■ **PASSAGE TO READ**
[Start of Attachment]

Anne Sutcliff is the wife to Harry Sutcliff, and mother to Zoe Sutcliff, who is a painter living with her family in Oakwood, North America. Before the start of the novel, Anne is taken into hospital to receive another 'treatment' for her cancer, and despite Zoe's hopes does not return home during the time period of this book.
Anne Sutcliff can be seen as a backdrop to which the whole rest of the story happens in front of, she is in many ways a metaphor and a character as her struggle with her illness encapsulates what all of the other characters are struggling with: the possibility of death. The particular illness, cancer, that she is dealing with is similar to the vampirism of the anti-hero Simon and Christopher, and in a sense the external events that Zoe is dealing with can be seen as a metaphor for the greater drama of the battle against cancer and dignity.
She appears as a humorous and kind woman to her daughter and her husband and through the author dropping hints that she was a passionate, lively painter, and that she would like to be reincarnated as a cat, we see in her just how the disease has drained her of all the many joyful and dynamic things that she used to enjoy. Anne represents too, the words of wisdom for her daughter in the book, who consults with her on a couple of occasions about her own feelings of loss and bereavement.
Towards the end of the novel, Anne Sutcliff confides that she herself did want her daughter to see her so ill, and even is not scared of death any more. Her nobility and dignity can be seen in a moral light as the answers to the inevitability of death.

[End of Attachment]

■ **DATA**

[Start of Attachment]

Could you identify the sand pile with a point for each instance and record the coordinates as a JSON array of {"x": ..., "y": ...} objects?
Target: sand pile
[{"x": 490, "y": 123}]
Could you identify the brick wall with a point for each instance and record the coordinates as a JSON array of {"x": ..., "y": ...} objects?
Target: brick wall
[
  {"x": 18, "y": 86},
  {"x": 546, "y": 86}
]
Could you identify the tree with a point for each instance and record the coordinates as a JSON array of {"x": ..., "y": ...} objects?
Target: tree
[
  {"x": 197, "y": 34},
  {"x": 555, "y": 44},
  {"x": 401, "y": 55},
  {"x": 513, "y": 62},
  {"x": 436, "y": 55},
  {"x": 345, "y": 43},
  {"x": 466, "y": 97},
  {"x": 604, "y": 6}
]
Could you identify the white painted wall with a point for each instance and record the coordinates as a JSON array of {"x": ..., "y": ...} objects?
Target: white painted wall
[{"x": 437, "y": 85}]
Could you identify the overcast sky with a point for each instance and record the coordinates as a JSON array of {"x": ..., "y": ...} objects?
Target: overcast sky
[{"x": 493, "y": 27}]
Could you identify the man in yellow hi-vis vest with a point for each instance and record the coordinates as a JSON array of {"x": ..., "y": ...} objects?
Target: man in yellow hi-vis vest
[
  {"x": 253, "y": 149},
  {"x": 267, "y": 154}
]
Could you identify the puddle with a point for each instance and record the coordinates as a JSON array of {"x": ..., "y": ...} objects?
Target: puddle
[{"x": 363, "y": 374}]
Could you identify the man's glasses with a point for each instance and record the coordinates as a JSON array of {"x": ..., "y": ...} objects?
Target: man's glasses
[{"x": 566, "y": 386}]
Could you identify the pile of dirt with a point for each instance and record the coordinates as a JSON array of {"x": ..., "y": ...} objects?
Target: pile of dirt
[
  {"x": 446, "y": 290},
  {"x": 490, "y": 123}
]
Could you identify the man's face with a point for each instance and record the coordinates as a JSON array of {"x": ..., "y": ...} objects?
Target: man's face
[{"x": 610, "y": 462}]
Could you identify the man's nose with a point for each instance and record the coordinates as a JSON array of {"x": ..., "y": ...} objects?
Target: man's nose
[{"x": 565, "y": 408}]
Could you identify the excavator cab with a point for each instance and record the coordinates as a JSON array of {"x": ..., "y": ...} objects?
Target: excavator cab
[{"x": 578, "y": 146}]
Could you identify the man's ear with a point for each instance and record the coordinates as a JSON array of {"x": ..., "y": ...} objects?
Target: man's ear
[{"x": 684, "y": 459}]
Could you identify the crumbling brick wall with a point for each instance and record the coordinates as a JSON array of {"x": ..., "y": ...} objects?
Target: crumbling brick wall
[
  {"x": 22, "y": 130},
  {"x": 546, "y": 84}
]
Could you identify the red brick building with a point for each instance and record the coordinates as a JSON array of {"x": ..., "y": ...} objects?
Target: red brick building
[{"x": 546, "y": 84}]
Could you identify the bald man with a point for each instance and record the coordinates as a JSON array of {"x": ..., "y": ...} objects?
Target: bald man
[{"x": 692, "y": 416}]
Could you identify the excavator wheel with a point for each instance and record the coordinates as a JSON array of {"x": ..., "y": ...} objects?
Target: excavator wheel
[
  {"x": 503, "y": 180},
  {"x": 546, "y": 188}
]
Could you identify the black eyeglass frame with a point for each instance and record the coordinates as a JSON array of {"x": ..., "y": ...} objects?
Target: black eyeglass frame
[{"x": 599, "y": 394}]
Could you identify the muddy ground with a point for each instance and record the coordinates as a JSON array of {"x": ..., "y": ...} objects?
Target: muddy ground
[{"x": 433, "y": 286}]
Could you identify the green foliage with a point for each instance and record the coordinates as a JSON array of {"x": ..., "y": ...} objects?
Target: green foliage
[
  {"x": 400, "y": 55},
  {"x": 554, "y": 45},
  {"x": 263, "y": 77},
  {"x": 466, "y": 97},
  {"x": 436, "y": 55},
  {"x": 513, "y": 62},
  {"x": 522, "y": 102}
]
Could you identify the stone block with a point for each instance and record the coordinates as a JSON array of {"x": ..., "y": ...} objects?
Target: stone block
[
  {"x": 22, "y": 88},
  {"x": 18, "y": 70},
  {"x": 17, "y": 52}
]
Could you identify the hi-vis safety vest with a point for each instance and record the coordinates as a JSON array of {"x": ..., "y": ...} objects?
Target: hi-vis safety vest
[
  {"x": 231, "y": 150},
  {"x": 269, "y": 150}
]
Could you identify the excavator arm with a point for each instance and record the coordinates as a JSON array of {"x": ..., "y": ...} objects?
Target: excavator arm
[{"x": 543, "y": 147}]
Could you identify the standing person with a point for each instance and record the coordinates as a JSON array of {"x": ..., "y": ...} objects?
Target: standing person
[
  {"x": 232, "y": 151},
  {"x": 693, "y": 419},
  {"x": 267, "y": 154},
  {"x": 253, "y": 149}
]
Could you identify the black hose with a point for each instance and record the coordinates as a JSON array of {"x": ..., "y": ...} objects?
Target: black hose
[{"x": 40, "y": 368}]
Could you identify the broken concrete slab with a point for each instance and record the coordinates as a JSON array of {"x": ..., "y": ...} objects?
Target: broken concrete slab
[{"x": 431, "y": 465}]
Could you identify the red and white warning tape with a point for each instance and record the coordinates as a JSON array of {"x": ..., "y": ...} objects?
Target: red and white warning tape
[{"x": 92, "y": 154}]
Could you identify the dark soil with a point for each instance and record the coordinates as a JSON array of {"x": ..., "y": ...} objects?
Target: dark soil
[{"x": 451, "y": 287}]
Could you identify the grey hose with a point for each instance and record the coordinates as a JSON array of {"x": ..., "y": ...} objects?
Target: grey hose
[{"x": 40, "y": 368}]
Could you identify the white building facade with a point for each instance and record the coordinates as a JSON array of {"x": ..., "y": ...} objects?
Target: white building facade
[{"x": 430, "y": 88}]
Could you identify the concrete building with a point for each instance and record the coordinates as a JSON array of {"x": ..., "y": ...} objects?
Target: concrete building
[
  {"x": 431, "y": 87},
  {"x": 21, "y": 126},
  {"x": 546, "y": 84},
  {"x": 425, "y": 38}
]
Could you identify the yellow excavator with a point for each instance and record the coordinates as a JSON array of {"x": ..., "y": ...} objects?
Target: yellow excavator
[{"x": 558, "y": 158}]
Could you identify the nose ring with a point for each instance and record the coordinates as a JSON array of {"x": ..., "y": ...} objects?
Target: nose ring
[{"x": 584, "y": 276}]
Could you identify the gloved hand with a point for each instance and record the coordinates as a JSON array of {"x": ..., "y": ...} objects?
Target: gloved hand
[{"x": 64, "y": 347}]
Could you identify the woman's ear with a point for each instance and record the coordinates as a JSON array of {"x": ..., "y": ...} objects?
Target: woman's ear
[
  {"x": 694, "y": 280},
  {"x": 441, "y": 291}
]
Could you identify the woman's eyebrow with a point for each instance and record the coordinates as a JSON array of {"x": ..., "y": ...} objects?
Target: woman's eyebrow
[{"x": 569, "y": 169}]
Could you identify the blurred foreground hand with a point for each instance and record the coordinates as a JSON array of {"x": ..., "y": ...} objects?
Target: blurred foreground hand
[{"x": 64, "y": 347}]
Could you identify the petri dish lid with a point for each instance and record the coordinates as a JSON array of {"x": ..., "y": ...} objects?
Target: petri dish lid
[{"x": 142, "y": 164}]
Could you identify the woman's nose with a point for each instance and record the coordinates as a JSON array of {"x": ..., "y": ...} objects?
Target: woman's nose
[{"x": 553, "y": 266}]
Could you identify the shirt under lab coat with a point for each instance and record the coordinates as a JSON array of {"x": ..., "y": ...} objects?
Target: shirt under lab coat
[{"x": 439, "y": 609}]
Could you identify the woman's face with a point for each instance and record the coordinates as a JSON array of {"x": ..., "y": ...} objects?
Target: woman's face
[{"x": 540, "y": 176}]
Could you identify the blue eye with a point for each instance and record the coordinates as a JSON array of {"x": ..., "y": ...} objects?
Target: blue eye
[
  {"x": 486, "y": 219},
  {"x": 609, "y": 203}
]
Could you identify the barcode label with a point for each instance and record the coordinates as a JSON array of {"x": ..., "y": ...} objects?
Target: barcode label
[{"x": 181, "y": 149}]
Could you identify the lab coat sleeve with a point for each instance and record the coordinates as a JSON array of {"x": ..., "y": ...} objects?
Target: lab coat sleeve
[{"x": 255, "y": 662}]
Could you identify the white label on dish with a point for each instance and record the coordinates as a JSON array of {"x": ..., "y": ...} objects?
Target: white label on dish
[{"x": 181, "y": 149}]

[End of Attachment]

■ **WORK TO COMPLETE**
Reproduce the passage about Anne Sutcliff word for word, between "She appears as" and "loss and bereavement.", inclusive.

■ **THE COMPLETED TASK**
She appears as a humorous and kind woman to her daughter and her husband and through the author dropping hints that she was a passionate, lively painter, and that she would like to be reincarnated as a cat, we see in her just how the disease has drained her of all the many joyful and dynamic things that she used to enjoy. Anne represents too, the words of wisdom for her daughter in the book, who consults with her on a couple of occasions about her own feelings of loss and bereavement.